Quote the entries that follow exactly, leaving none out.

━━ Exercise inputs

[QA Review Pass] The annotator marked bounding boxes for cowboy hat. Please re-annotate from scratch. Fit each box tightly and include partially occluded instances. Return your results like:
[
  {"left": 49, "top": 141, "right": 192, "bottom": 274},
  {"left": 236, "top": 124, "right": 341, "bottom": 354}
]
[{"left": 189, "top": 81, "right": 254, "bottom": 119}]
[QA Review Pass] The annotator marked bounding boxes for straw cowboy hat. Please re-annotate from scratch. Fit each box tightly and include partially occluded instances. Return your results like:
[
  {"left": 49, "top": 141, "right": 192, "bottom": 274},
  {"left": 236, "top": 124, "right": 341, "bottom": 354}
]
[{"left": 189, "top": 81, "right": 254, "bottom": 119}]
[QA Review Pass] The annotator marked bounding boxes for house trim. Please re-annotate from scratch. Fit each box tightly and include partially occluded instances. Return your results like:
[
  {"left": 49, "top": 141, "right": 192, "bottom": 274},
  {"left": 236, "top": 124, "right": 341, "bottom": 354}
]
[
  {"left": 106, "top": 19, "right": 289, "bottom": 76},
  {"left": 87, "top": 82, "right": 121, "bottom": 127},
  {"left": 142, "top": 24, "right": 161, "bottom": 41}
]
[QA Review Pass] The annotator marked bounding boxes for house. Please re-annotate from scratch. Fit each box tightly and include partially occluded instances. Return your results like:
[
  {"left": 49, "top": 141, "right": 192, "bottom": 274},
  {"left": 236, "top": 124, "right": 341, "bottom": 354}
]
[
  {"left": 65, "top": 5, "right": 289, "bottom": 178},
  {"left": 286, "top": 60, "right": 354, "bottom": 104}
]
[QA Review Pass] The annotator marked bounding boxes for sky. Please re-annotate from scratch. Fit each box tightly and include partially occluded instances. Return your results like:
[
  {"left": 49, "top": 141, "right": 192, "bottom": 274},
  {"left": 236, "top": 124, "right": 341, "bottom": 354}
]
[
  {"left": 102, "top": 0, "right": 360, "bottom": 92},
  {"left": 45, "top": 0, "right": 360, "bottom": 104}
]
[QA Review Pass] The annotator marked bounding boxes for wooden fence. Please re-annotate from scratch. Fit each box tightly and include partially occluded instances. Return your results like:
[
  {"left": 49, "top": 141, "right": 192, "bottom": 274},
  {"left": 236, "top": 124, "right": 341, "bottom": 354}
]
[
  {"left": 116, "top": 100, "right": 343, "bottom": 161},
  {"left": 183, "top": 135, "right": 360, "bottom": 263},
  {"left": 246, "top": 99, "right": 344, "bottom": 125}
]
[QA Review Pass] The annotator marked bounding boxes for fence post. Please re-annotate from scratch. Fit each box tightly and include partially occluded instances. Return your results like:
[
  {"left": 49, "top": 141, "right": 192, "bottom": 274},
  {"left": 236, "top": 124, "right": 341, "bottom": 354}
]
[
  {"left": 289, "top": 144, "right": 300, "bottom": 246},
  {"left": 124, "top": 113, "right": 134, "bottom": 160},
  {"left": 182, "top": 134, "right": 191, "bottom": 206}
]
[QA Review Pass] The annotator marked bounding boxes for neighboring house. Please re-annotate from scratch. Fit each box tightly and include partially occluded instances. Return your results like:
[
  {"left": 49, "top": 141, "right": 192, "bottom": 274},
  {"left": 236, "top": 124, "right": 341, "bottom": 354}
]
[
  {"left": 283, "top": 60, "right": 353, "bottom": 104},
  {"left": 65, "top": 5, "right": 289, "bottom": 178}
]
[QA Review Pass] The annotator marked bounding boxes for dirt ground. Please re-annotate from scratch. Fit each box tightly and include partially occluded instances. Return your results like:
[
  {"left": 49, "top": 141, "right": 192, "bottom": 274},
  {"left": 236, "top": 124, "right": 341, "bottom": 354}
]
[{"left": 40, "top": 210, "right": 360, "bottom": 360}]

━━━━

### Exercise response
[QA Review Pass] The annotator marked bounding boxes for cowboy hat. Please re-annotate from scratch. Fit each box tightly and include partially occluded instances. Return your results like:
[
  {"left": 49, "top": 141, "right": 192, "bottom": 274},
  {"left": 236, "top": 124, "right": 341, "bottom": 354}
]
[{"left": 189, "top": 81, "right": 254, "bottom": 119}]
[QA Review Pass] The annotator marked bounding boxes for straw cowboy hat. Please re-annotate from scratch. Fit each box tightly and include partially occluded instances. Return your results like:
[
  {"left": 49, "top": 141, "right": 192, "bottom": 274},
  {"left": 236, "top": 124, "right": 341, "bottom": 354}
]
[{"left": 189, "top": 81, "right": 254, "bottom": 119}]
[QA Review Pass] The annotator marked bounding boxes for house trim. Please re-annotate from scratch. Fit each box tightly and include partially occluded instances. Return your results like:
[
  {"left": 49, "top": 141, "right": 192, "bottom": 274},
  {"left": 236, "top": 124, "right": 341, "bottom": 354}
]
[
  {"left": 106, "top": 19, "right": 289, "bottom": 76},
  {"left": 87, "top": 82, "right": 121, "bottom": 127},
  {"left": 142, "top": 24, "right": 161, "bottom": 41}
]
[QA Review Pass] The annotator marked bounding boxes for house. Please re-annotate from scratch. Fit each box tightly and include partially occluded instances. Return your results like:
[
  {"left": 49, "top": 141, "right": 192, "bottom": 274},
  {"left": 236, "top": 124, "right": 341, "bottom": 354}
]
[
  {"left": 65, "top": 5, "right": 289, "bottom": 178},
  {"left": 286, "top": 60, "right": 354, "bottom": 104}
]
[QA Review Pass] The annotator marked bounding boxes for sky. Please re-annotate from scratch. Fit each box tightly and include partially occluded instances. Return your results like:
[
  {"left": 49, "top": 141, "right": 192, "bottom": 274},
  {"left": 236, "top": 124, "right": 341, "bottom": 354}
]
[
  {"left": 102, "top": 0, "right": 360, "bottom": 92},
  {"left": 45, "top": 0, "right": 360, "bottom": 104}
]
[QA Review Pass] The annotator marked bounding boxes for wooden fence. Please re-annotate from scratch. Fit each box tightly and include partially occluded instances. Return your results like:
[
  {"left": 49, "top": 141, "right": 192, "bottom": 274},
  {"left": 236, "top": 124, "right": 341, "bottom": 354}
]
[
  {"left": 116, "top": 100, "right": 343, "bottom": 161},
  {"left": 183, "top": 135, "right": 360, "bottom": 263},
  {"left": 246, "top": 99, "right": 344, "bottom": 125}
]
[QA Review Pass] The annotator marked bounding boxes for fence post. Please re-annotate from scratch. Fit each box tightly and include partially occluded instances. Return your results like:
[
  {"left": 49, "top": 141, "right": 192, "bottom": 274},
  {"left": 236, "top": 124, "right": 341, "bottom": 354}
]
[
  {"left": 289, "top": 144, "right": 300, "bottom": 246},
  {"left": 124, "top": 113, "right": 134, "bottom": 160},
  {"left": 182, "top": 134, "right": 191, "bottom": 206}
]
[QA Review Pass] The annotator marked bounding boxes for neighboring house. Please re-annotate from scratch. Fit each box tightly and include partially occluded instances. Return your results like:
[
  {"left": 49, "top": 141, "right": 192, "bottom": 274},
  {"left": 236, "top": 124, "right": 341, "bottom": 354}
]
[
  {"left": 283, "top": 60, "right": 353, "bottom": 104},
  {"left": 65, "top": 5, "right": 289, "bottom": 178}
]
[QA Review Pass] The annotator marked bounding boxes for dirt ground. Please re-annotate from scratch. Fit each box tightly and include partially occluded instances. Return your results like:
[
  {"left": 49, "top": 141, "right": 192, "bottom": 274},
  {"left": 236, "top": 124, "right": 341, "bottom": 354}
]
[{"left": 40, "top": 210, "right": 360, "bottom": 360}]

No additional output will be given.